[Collected data]:
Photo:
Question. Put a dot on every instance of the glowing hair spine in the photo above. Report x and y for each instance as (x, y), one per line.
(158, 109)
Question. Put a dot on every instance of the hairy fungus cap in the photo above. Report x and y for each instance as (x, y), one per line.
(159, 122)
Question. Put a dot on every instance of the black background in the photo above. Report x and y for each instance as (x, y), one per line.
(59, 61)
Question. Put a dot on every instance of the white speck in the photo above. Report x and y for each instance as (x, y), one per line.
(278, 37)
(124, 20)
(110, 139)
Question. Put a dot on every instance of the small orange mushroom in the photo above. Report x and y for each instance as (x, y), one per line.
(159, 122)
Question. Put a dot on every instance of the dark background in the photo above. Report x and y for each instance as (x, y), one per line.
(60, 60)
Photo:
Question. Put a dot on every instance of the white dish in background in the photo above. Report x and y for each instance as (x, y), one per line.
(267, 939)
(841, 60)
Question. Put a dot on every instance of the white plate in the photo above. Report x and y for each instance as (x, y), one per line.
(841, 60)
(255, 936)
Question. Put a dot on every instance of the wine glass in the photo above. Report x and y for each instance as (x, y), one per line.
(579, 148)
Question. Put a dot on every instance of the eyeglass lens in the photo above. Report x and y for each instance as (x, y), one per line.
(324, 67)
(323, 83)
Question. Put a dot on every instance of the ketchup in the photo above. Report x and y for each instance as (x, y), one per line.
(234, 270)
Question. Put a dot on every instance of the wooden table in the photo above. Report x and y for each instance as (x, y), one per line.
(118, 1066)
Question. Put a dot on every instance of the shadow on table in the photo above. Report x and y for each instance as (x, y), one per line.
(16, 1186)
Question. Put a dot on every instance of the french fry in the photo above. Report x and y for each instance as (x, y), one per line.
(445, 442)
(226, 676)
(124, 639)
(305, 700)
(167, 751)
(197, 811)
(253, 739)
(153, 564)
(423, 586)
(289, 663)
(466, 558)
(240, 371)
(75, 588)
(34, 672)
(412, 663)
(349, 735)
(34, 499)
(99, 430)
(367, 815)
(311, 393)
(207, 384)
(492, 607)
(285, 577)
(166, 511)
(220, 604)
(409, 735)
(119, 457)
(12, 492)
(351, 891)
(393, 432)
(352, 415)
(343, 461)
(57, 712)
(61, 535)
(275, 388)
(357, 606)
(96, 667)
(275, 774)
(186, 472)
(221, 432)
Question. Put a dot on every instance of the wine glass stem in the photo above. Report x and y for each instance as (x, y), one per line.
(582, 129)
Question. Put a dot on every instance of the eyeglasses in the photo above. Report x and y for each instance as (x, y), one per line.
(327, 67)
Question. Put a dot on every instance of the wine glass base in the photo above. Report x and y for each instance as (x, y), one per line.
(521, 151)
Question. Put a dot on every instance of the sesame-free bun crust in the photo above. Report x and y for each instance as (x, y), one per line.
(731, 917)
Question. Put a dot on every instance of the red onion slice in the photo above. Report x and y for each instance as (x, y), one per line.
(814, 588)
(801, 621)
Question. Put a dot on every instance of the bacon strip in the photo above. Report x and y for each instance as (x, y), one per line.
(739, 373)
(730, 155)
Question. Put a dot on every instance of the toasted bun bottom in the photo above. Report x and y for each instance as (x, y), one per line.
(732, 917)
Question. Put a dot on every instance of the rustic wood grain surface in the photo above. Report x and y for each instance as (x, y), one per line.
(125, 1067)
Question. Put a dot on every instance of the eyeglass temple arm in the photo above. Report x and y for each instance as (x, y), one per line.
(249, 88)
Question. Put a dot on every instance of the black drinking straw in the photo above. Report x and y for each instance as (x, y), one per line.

[How to complete this task]: The records above must be printed again in full, exactly as written.

[Exercise answer]:
Photo:
Question. Put a dot on every instance of the glowing hair spine in the photo above. Report x and y for each instance as (x, y), one per line.
(158, 109)
Question. Put a dot on every instance of the hairy fungus cap in the photo above. Report x and y for each instance as (x, y), one per line.
(159, 122)
Question. Put a dot on every instance of the black background in the photo above. Report x and y for each instance as (x, y), one per line.
(59, 61)
Question. Put a dot on every instance of the white speck in the photo above. Report x and y for each instance as (x, y), one per line.
(278, 37)
(124, 20)
(110, 139)
Question. Put a dot on every instance of the small orange mushroom in the photo above. Report x and y for each instance as (x, y), one per line.
(159, 122)
Question. Put a dot on every instance of the dark background in the photo above. Report x and y for each instance as (x, y), one per line.
(60, 60)
Photo:
Question. Put a dot on every instance of the white dish in background in the photo above. Report x and y for each instance as (x, y), one per line.
(267, 939)
(841, 60)
Question. Put a dot on every instance of the white plate in the photo above. Report x and y for each instance as (x, y), one per line.
(841, 60)
(255, 936)
Question. Put a dot on every instance of the wine glass in the photo above. Report x and y for each instance as (x, y), one per line.
(579, 148)
Question. Put a dot on every instance of the eyeglass lens in the photo above. Report x and y for each instance as (x, y), one per line.
(324, 67)
(323, 83)
Question. Put a dot on every instance of the ketchup in the photo above. Report x and y for each instance as (x, y), one per line.
(234, 270)
Question. Put a dot on every instance of the wooden table in the photo above. Report x and y for each instance as (x, y), one per line.
(118, 1066)
Question. Put a dot on every instance of the shadow on table in the photo above. Report x and y for each instance as (x, y), one per line.
(16, 1186)
Question. Put a dot on every instance of the french fry in the photo above. Report x and y for each instance as (x, y), one per line.
(445, 442)
(226, 676)
(124, 639)
(305, 700)
(167, 751)
(197, 811)
(253, 739)
(153, 564)
(423, 586)
(289, 663)
(466, 558)
(240, 371)
(75, 588)
(34, 672)
(412, 663)
(349, 735)
(34, 499)
(99, 430)
(367, 815)
(311, 393)
(207, 384)
(492, 607)
(285, 577)
(166, 511)
(220, 604)
(409, 735)
(119, 457)
(12, 492)
(351, 891)
(393, 432)
(352, 415)
(343, 461)
(57, 712)
(61, 535)
(275, 388)
(357, 606)
(96, 667)
(275, 774)
(186, 472)
(221, 432)
Question. Put a dot on every instance of the wine glass stem in the photo above. Report x and y for each instance as (x, y), one per line.
(582, 129)
Question. Put a dot on every instance of the eyeglasses in the photo above. Report x and y for each instance as (x, y), one per line.
(327, 67)
Question. Put a dot on every instance of the wine glass base in the photo above. Report x and y for each instance as (x, y), one per line.
(521, 151)
Question. Put a dot on every instance of the sesame-free bun crust in the photo above. Report x and y for each instance as (x, y), one per line.
(731, 917)
Question. Put a dot on every instance of the red onion slice in the photo above. Report x and y for each instance as (x, y), one per line.
(814, 588)
(801, 621)
Question. Put a dot on every instance of the bacon strip in the photo above. Report x and y for each instance as (x, y), one per line.
(739, 373)
(730, 155)
Question. Put a dot on every instance of the toasted bun bottom in the photo above. Report x and y for each instance as (x, y), one per line.
(732, 917)
Question. Put a dot on every instance of the rustic wood grain surface in the photo above. Report x and y for each instance as (x, y), one per line.
(125, 1067)
Question. Put a dot on every instance of the eyeglass temple arm in the photo above. Report x and y for each instance as (x, y), one per line.
(249, 88)
Question. Put a dot on every instance of the black drinking straw in the photo above. Report x and y for each instance as (x, y), one per line.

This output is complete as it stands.